**WHAT TO DO**:
Determine how many lines in the entries below include "image". The reply should be that number and nothing else.

**RECORDS**:

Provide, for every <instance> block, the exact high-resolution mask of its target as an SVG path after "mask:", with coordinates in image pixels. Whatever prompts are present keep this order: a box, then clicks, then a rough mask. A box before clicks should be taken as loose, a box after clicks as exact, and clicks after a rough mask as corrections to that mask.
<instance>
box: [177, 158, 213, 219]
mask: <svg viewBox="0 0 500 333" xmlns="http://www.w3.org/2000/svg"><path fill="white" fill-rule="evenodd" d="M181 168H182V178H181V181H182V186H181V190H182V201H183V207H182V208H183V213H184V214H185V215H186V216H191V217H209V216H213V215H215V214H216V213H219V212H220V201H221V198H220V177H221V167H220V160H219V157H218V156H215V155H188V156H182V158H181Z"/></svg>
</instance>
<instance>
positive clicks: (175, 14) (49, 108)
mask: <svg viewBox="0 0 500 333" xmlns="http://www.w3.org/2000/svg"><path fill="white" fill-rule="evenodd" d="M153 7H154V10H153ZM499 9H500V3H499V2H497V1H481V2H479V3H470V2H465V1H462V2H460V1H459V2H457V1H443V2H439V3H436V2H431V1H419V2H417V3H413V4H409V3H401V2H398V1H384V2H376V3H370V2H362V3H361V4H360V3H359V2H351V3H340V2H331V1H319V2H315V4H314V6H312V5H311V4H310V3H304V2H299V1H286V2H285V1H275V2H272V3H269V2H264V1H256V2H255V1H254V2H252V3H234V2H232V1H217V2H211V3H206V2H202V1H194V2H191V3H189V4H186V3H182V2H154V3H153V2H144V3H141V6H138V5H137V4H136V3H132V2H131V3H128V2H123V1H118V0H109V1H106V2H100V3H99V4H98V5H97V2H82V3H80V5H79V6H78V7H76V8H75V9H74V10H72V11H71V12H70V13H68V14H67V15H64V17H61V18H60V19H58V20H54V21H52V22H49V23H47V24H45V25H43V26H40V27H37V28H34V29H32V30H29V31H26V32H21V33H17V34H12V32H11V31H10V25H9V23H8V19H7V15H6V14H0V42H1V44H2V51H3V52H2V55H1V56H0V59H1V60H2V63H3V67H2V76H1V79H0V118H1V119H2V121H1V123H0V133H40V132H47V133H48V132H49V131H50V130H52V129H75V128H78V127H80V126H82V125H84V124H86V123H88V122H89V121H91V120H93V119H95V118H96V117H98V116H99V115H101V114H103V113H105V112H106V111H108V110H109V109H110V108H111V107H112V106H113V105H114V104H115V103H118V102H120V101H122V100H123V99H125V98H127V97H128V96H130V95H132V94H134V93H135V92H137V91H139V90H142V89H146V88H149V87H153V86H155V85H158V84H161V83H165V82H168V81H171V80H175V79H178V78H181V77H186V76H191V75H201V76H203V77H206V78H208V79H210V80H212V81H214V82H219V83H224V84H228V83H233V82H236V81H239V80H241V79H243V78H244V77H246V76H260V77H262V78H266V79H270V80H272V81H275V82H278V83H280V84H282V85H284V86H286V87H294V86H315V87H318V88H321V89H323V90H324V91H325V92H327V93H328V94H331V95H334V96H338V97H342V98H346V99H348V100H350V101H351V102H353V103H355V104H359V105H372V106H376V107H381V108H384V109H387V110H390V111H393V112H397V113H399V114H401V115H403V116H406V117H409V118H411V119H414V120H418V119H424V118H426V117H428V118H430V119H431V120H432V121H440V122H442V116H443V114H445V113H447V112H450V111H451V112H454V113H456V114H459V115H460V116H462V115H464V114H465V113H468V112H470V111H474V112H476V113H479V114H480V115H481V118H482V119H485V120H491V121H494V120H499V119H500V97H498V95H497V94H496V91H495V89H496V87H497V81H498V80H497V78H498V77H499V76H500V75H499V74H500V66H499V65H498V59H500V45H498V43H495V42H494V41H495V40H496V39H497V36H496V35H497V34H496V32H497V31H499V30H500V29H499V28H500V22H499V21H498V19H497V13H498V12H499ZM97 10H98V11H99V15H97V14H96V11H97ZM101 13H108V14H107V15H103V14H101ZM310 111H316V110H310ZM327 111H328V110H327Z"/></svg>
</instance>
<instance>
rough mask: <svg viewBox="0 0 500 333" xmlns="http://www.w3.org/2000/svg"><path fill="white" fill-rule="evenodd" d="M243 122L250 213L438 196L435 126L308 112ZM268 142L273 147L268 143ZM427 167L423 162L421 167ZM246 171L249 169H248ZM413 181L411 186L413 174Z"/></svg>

* * *

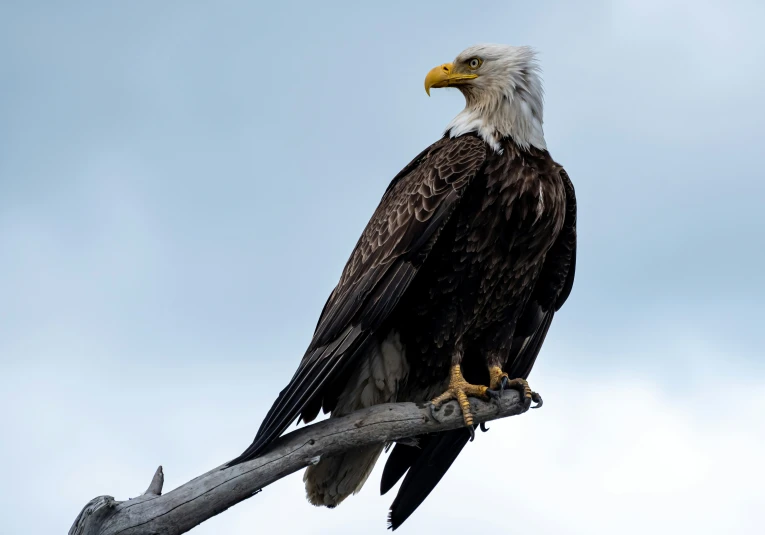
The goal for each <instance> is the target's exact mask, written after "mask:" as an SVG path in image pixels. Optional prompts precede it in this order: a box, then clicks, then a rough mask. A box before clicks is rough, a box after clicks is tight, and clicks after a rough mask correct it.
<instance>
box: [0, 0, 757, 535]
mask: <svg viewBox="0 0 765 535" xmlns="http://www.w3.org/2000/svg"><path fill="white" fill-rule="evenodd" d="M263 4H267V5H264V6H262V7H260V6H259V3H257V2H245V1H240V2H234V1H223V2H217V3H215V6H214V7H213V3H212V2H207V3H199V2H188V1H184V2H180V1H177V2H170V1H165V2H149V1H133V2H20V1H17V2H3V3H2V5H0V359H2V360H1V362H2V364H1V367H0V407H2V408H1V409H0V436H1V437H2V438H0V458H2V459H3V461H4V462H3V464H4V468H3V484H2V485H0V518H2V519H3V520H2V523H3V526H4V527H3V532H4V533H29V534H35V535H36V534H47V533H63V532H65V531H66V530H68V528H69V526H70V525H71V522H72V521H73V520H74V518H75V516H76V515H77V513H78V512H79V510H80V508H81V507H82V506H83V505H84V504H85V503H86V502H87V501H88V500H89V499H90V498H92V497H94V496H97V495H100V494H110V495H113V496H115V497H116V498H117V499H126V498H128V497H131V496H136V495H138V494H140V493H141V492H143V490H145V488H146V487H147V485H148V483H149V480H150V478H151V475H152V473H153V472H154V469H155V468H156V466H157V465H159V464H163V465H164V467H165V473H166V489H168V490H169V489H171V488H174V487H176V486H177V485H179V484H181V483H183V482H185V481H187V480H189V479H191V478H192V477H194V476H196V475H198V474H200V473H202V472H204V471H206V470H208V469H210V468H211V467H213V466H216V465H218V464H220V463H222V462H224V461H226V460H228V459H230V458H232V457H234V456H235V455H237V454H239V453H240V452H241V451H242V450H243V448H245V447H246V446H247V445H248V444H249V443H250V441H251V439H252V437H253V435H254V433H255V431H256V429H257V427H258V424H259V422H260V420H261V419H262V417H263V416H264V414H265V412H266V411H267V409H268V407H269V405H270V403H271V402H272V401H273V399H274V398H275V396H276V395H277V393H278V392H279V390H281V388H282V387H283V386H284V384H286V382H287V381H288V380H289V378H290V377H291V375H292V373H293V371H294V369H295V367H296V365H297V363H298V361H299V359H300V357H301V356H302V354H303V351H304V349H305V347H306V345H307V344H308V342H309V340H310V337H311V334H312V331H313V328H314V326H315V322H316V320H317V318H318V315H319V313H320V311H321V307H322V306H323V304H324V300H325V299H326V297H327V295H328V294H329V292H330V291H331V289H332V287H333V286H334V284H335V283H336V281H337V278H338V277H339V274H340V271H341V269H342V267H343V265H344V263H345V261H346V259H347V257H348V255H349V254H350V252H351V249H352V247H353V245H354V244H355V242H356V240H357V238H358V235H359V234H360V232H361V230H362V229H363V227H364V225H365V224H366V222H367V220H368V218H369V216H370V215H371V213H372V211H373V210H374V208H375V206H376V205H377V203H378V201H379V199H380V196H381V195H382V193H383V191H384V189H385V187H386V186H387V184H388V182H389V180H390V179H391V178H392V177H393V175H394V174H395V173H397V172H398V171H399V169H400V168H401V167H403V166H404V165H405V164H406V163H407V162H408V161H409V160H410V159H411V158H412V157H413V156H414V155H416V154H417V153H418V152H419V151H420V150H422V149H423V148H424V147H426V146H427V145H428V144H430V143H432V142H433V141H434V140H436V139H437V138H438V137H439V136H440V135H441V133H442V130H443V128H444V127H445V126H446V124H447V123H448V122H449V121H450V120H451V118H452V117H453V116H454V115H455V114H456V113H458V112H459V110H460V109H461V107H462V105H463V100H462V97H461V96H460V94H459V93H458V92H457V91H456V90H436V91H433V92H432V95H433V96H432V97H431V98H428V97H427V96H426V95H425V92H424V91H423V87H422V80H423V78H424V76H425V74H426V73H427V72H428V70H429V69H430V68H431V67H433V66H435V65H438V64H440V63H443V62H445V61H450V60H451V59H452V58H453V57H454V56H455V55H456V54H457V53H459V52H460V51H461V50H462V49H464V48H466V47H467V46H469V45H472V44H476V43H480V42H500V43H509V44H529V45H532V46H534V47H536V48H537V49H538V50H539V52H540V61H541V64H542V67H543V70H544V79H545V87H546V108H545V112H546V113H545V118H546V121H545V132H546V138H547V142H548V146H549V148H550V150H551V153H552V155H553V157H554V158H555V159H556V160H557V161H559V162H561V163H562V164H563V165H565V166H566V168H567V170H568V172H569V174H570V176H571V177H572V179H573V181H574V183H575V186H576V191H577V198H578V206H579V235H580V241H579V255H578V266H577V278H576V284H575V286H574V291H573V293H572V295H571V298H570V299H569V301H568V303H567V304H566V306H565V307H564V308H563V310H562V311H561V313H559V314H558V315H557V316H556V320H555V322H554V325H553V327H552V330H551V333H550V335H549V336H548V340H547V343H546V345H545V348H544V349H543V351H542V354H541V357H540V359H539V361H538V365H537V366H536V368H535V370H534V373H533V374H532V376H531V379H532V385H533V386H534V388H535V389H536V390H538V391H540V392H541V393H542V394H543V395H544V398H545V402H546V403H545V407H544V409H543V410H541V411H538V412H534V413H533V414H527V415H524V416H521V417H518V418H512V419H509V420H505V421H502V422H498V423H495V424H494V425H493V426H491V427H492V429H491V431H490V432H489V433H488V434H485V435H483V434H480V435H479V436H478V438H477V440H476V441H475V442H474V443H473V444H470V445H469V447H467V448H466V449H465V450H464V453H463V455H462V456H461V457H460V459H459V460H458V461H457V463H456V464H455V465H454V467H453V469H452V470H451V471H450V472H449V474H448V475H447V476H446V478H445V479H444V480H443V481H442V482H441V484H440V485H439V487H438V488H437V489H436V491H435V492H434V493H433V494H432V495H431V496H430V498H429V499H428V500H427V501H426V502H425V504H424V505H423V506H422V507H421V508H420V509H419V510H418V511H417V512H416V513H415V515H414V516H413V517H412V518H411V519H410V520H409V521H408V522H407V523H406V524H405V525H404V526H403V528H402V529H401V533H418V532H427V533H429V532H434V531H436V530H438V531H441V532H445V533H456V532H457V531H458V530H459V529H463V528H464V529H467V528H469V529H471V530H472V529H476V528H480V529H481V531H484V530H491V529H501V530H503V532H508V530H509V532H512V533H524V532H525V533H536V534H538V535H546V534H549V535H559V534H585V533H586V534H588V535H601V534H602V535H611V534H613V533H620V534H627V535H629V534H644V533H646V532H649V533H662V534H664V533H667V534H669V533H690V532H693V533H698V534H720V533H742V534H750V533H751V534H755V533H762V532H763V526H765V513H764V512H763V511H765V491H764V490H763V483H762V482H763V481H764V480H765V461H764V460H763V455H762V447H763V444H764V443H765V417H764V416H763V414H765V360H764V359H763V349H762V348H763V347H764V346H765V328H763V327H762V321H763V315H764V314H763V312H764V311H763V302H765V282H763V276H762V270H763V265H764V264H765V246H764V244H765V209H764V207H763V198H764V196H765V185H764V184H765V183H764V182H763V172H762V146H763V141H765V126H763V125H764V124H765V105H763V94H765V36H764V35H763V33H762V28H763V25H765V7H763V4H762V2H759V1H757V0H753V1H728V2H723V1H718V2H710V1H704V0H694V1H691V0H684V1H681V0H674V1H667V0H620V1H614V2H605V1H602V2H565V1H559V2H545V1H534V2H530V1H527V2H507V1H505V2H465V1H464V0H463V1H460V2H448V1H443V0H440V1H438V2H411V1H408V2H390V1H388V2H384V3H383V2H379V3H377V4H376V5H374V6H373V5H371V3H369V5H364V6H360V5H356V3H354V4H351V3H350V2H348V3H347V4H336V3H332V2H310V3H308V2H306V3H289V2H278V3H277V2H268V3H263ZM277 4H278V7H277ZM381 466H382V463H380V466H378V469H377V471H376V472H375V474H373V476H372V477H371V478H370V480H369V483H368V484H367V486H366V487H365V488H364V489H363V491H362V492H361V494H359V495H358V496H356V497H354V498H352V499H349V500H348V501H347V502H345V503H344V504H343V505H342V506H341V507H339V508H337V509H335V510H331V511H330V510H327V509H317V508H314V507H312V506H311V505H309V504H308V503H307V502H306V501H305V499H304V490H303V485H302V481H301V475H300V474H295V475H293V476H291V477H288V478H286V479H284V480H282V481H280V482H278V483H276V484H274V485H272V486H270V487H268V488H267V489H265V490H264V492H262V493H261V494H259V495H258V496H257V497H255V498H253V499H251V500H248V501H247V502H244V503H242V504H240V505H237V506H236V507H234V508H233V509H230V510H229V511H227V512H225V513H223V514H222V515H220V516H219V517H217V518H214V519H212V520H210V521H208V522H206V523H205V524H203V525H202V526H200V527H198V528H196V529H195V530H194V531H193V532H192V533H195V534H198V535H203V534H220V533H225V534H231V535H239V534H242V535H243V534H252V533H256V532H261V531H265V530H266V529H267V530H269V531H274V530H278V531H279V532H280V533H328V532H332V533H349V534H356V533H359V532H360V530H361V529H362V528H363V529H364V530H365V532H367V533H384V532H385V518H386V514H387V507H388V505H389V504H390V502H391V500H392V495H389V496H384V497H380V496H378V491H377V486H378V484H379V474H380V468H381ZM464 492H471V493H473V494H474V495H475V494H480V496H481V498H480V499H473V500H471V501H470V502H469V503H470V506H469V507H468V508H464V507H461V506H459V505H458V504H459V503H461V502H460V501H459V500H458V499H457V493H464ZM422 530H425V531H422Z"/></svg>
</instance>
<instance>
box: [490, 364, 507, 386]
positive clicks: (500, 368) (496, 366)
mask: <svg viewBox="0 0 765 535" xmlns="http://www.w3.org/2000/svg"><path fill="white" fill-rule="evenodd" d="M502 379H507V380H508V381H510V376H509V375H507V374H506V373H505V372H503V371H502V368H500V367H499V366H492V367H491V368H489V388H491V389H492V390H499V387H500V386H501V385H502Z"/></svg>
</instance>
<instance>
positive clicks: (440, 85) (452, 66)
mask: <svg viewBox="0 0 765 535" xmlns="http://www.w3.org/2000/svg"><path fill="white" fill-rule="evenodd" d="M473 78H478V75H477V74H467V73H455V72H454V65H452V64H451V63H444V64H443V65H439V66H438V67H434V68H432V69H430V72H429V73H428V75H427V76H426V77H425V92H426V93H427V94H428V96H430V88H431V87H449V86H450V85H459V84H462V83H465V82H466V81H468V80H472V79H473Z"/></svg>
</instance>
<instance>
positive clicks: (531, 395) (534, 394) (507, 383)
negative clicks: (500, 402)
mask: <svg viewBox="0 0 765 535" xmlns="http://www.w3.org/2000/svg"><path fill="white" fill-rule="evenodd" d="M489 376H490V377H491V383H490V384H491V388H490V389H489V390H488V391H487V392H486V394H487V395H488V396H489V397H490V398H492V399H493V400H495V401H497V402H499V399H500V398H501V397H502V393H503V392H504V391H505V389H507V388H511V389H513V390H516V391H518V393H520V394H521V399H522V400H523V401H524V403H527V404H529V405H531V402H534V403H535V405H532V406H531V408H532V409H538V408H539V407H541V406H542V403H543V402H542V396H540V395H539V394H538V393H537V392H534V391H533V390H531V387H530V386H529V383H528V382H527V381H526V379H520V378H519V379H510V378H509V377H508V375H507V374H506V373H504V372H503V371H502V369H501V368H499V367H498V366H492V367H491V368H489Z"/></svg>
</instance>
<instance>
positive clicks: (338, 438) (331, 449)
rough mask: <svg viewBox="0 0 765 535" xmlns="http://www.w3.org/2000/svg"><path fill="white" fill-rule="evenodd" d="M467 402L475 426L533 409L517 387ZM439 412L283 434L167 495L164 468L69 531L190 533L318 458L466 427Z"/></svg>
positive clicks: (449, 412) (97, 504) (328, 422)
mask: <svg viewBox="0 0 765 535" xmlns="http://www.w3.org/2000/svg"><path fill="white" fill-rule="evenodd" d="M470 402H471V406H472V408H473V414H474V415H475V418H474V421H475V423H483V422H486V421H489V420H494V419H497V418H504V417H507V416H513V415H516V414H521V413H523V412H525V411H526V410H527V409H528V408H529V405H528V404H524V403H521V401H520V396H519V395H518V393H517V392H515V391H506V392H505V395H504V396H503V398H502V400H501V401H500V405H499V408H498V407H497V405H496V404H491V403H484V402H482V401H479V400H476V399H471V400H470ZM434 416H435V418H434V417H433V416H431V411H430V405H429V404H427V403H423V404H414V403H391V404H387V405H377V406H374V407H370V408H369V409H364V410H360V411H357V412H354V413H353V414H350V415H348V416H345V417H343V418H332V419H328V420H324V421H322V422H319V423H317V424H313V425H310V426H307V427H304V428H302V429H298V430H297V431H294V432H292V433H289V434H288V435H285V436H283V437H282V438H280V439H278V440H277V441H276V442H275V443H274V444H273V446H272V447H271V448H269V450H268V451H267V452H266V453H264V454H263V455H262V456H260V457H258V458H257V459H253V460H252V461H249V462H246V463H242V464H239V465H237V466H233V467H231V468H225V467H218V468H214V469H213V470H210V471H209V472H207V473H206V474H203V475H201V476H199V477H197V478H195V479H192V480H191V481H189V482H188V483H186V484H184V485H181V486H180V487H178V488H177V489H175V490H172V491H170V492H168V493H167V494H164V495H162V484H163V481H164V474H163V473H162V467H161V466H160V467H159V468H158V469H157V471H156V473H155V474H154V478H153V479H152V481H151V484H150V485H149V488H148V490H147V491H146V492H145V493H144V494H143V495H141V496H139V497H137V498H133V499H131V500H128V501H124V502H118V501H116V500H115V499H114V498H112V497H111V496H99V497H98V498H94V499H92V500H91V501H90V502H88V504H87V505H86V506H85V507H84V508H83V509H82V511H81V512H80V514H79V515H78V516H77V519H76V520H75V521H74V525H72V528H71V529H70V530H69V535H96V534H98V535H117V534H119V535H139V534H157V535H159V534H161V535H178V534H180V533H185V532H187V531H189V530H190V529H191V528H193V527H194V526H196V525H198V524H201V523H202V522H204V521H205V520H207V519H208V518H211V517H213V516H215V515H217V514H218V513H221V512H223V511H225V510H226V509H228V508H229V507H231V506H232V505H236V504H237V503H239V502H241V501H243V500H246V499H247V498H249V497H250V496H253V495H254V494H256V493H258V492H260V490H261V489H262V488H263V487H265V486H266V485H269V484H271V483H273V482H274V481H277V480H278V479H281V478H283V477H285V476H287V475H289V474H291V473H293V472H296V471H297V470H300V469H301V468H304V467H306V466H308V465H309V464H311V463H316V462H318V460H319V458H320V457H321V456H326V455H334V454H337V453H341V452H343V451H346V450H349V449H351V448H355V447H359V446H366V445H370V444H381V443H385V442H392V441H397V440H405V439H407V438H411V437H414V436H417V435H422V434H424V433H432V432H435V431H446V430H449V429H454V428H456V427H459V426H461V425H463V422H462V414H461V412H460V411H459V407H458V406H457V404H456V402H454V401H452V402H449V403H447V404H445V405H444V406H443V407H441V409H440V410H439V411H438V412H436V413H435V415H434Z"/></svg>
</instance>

---

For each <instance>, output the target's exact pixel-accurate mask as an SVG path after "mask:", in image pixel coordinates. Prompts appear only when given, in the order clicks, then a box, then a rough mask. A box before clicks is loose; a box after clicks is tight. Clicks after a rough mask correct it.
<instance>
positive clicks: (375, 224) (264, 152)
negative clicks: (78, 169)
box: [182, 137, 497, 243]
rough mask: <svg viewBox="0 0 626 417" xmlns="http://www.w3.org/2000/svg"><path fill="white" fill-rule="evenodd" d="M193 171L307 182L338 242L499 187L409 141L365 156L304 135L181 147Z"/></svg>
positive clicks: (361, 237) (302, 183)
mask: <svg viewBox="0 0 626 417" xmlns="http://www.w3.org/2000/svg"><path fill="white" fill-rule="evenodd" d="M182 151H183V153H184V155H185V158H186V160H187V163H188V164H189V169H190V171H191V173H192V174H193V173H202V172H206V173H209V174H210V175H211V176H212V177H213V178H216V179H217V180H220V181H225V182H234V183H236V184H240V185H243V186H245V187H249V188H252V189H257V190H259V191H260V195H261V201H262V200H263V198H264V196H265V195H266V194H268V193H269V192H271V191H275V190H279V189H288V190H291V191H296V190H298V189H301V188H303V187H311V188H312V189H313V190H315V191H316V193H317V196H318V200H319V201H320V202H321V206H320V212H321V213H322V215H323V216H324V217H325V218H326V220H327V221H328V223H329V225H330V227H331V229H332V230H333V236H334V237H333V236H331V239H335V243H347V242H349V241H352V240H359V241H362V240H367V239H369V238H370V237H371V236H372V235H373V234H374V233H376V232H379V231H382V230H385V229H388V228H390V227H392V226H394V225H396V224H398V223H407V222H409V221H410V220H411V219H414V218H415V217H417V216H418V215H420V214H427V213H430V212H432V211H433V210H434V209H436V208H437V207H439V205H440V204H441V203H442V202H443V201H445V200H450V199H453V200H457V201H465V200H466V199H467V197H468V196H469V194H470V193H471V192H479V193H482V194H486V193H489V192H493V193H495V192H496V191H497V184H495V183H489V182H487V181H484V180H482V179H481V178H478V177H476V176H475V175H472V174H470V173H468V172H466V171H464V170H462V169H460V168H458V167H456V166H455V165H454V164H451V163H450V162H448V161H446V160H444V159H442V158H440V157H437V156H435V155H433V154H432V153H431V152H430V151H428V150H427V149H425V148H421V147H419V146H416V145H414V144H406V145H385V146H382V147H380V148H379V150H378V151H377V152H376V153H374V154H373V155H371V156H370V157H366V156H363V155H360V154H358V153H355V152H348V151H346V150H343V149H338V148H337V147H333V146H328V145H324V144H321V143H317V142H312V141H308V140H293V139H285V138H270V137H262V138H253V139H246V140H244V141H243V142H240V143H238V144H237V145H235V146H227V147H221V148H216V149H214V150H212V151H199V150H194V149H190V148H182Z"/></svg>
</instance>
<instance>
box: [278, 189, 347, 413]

**SOLUTION TO THE EXERCISE**:
3